# Raw data
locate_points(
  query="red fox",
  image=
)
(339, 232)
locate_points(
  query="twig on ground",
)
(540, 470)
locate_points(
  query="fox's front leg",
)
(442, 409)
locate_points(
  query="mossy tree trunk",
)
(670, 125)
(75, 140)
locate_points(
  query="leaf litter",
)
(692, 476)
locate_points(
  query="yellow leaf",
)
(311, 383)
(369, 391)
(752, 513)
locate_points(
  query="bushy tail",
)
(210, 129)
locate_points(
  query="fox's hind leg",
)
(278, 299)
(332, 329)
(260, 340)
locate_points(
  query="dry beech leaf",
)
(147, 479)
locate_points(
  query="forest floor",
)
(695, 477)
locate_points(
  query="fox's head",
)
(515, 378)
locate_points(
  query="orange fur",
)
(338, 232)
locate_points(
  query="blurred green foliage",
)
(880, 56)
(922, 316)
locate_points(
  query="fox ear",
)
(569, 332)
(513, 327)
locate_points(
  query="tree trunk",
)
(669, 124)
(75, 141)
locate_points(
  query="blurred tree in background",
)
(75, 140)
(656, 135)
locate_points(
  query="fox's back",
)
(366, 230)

--

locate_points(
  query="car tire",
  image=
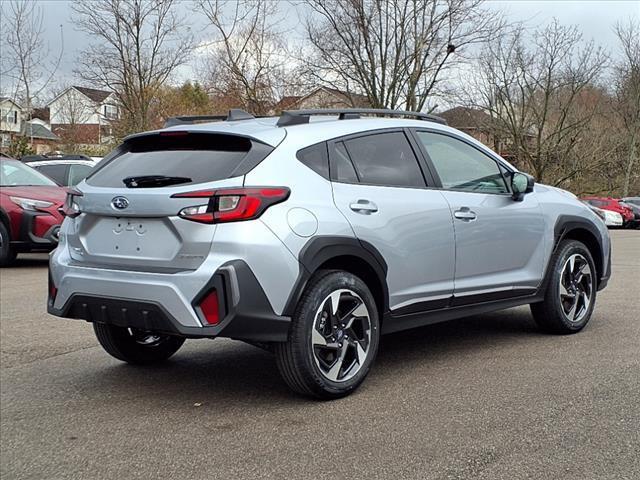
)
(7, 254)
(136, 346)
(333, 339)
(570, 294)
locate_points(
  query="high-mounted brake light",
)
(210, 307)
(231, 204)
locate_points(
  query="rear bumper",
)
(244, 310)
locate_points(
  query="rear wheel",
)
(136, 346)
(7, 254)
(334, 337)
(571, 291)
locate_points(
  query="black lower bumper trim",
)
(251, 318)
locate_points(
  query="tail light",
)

# What you should do
How many lines of the listing above contain the word "blurred"? Reply with the number alone.

# Solution to the exercise
2